_EXTRACT TO READ_

MatrixMultiply failed on TensorRT 7.2.1

Description

Hi
I am tring to update my code from TRT 7.1 to TRT 7.2.
I found add_matrix_multiply give right answer on TensorRT 7.1.3.4,but fail on TensorRT 7.2.1.6 with error log:

[TensorRT] INTERNAL ERROR: Assertion failed: cublasStatus == CUBLAS_STATUS_SUCCESS
../rtSafe/cublas/cublasLtWrapper.cpp:279

Environment

TensorRT Version: 7.1.3.4/ 7.2.1.6
GPU Type: 2070 Super
Nvidia Driver Version: 450.80.02
CUDA Version: 10.2
CUDNN Version: 8.0.4
Operating System + Version: ubuntu18.04
Python Version (if applicable): 3.7
TensorFlow Version (if applicable):
PyTorch Version (if applicable): 1.7.0
Baremetal or Container (if container which image + tag):

Steps To Reproduce

import tensorrt as trt
import torch
import numpy as np


def main():

    print("create trt model")
    log_level = trt.Logger.ERROR
    logger = trt.Logger(log_level)
    builder = trt.Builder(logger)

    ## build network
    EXPLICIT_BATCH = 1 << (int)(
        trt.NetworkDefinitionCreationFlag.EXPLICIT_BATCH)
    network = builder.create_network(EXPLICIT_BATCH)
    input1_name = 'input1'
    input2_name = 'input2'
    output_name = 'output'
    input1_trt = network.add_input(name=input1_name,
                                   shape=[1, 4100, 25],
                                   dtype=trt.float32)
    input2_trt = network.add_input(name=input2_name,
                                   shape=[1, 25, 4100],
                                   dtype=trt.float32)

_GIVEN REQUEST_
List every module that the reproduction code in the TensorRT forum post imports, along with the alias each one is given.

_Rows of box annotation data_
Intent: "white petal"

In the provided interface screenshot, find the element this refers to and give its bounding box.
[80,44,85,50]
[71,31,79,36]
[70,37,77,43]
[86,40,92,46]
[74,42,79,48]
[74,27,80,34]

_THE REPLY_
tensorrt (as trt)
torch (no alias)
numpy (as np)